## EXTRAIT
Le projet de loi C-68 ne tient pas compte des réalités concrètes que vivent bon nombre des peuples que je représente. Ce projet de loi imposera un système complexe et lourd d'octroi des permis et d'enregistrement aux peuples des Premières nations, malgré les nombreux assurances du ministre de la Justice qui prétend que le système sera convivial. Pour les Premières nations, il n'y a rien de convivial ni dans le système ni dans son application.
Ce projet de loi prévoit plusieurs pénalités, même pour une première infraction. Comme le chef Ignace Gull de la Première nation Attawapiskat l'a dit récemment dans un article qui a paru dans le Globe and Mail le 1er mai 1995, les lois vont faire de nos gens des criminels alors qu'ils ne le sont pas.
Le chef Gull a ajouté:
J'ai enseigné à mes quatre fils, dès l'âge de cinq ans, comment se servir d'un fusil et d'une carabine. C'est ce que tout le monde fait et, maintenant, à 60 ou 65 ans, un homme qui a chassé toute sa vie, doit soudain prendre un cours sur ce qu'est l'utilisation sécuritaire d'une arme à feu. Cela n'a aucun sens. Cela n'a aucun sens qu'un homme âgé qui a manipulé des armes à feu en toute sécurité pendant toute sa vie.
L'article se poursuit ainsi:
Les changements proposés aux lois sur le contrôle des armes à feu rendront l'achat, l'entreposage et l'enregistrement des armes à feu encore plus compliqués, onéreux et éventuellement punitifs qu'elles ne le sont déjà. En vertu du projet de loi, le fait de donner une simple cartouche à une personne ne détenant pas de permis pourrait entraîner une peine d'emprisonnement obligatoire d'un an à la fois pour le donneur et le destinataire.
Le chef Gull a dit que par tradition et pour des raisons économiques, les gens d'Attawapiskat continuent de prêter ou d'acheter des armes à feu de gens qui ne possèdent pas un certificat de détention d'une arme à feu. Les deux sont des infractions criminelles passibles d'un emprisonnement allant jusqu'à cinq ans. Est-il juste que des gens qui ont exercé légalement toute leur vie leur droit de chasse autochtone et issu de traité deviennent des criminels simplement en continuant de faire ce qu'ils ont toujours fait et doivent faire d'ailleurs par nécessité économique?

## DONNÉES PRÉSENTÉES
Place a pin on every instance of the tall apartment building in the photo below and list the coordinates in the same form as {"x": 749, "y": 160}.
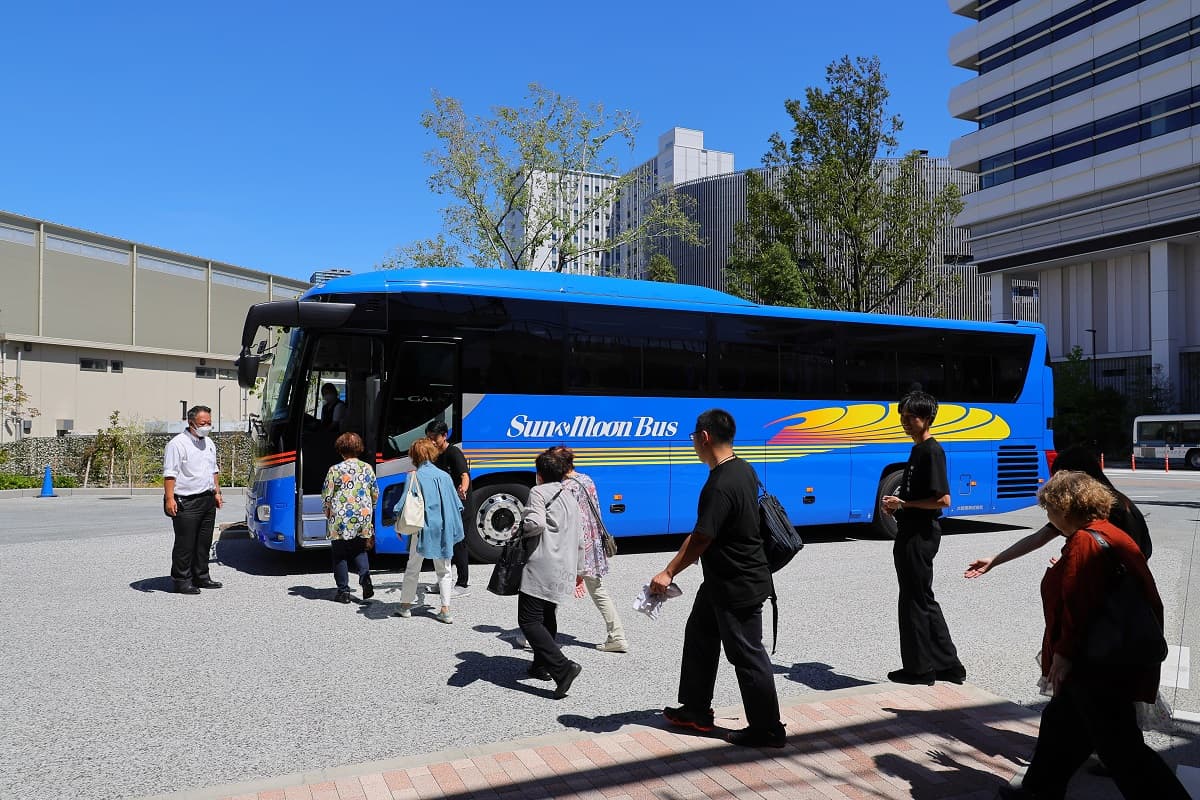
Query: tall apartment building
{"x": 1087, "y": 150}
{"x": 720, "y": 204}
{"x": 681, "y": 156}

## TÂCHES À RÉALISER
A - Pouvez-vous recopier mot pour mot tout le passage de l'extrait sur le projet de loi C-68 qui va de « L'article se poursuit » jusqu'à « et le destinataire. » ?
B - Répondez à ces questions sur l'extrait sur le projet de loi C-68 :
(i) Dans quel journal l'article cité a-t-il paru, et à quelle date ?
(ii) Dès quel âge le chef Gull a-t-il appris à ses quatre fils à se servir d'un fusil et d'une carabine ?
(iii) Selon le projet de loi, quelle peine pourrait entraîner le fait de donner une simple cartouche à une personne ne détenant pas de permis ?
C - Pouvez-vous poursuivre l'extrait sur le projet de loi C-68 à partir de l'endroit où il s'arrête ?
Les données n'interviennent en rien ici.

## RÉPONSES PAR TÂCHE
A -
L'article se poursuit ainsi:
Les changements proposés aux lois sur le contrôle des armes à feu rendront l'achat, l'entreposage et l'enregistrement des armes à feu encore plus compliqués, onéreux et éventuellement punitifs qu'elles ne le sont déjà. En vertu du projet de loi, le fait de donner une simple cartouche à une personne ne détenant pas de permis pourrait entraîner une peine d'emprisonnement obligatoire d'un an à la fois pour le donneur et le destinataire.

B -
(i) Dans le Globe and Mail, le 1er mai 1995.
(ii) Dès l'âge de cinq ans.
(iii) Une peine d'emprisonnement obligatoire d'un an, à la fois pour le donneur et pour le destinataire.

C -
Compte tenu de la sévérité des peines, de la complexité du système et des réalités des communautés du nord et des communautés éloignées, le gouvernement va-t-il fournir les ressources nécessaires pour faciliter la mise en oeuvre de la loi? Va-t-il fournir l'équipement photographique, les formateurs en matière de sécurité et le matériel de formation nécessaire dans les langues des Premières nations? Ces ressources vont-elles être fournies en temps opportun et en nombre suffisant pour qu'aucun des membres des Premières nations ne se voie refuser son droit de chasse simplement par ce qu'il ne peut pas se conformer, parce qu'il ne peut pas faire autrement, aux exigences imposées par cette loi?
Les dispositions du projet de loi sur les permis et l'enregistrement imposent à des coûts réels sur nos peuples simplement parce qu'ils exercent leurs droits autochtones et issus de traité. Cela revient en fait à imposer une taxe sur l'exercice de nos droits, ce qui totalement inacceptable.
Monsieur le président, en novembre dernier, lorsque le ministre de la Justice a annoncé à la Chambre les plans du gouvernement concernant le contrôle des armes à feu, son ministère a publié un document intitulé «Information contractuelle sur le contrôle des armes à feu». Le document reconnaît que de nombreux peuples autochtones bénéficient de droits autochtones issus de traité afin de pratiquer la chasse et le piégeage.
Malheureusement, ni les droits autochtones issus de traités et protégés par la Constitution ni nos valeurs culturelles et traditionnelles ne sont pris en compte par ce projet de loi.
En outre, bien que le gouvernement fédéral ait déclaré à maintes reprises qu'il reconnaissait aux Premières nations le droit inhérent à l'autonomie gouvernementale, rien de cela ne transparaît dans le projet de loi C-68.
J'avais pourtant bien insisté auprès du ministre de la Justice pour qu'il consulte sérieusement les Premières nations avant de présenter le projet de loi C-68. Or, des consultations fort limitées n'ont été entreprises qu'il y a quelques semaines à peine. Cette façon de tenir des consultations après coup ne saurait faciliter l'établissement de nouvelles relations fondées sur la confiance et le respect mutuels avec les Premières nations, ce que le gouvernement a pourtant promis lors de la dernière campagne électorale.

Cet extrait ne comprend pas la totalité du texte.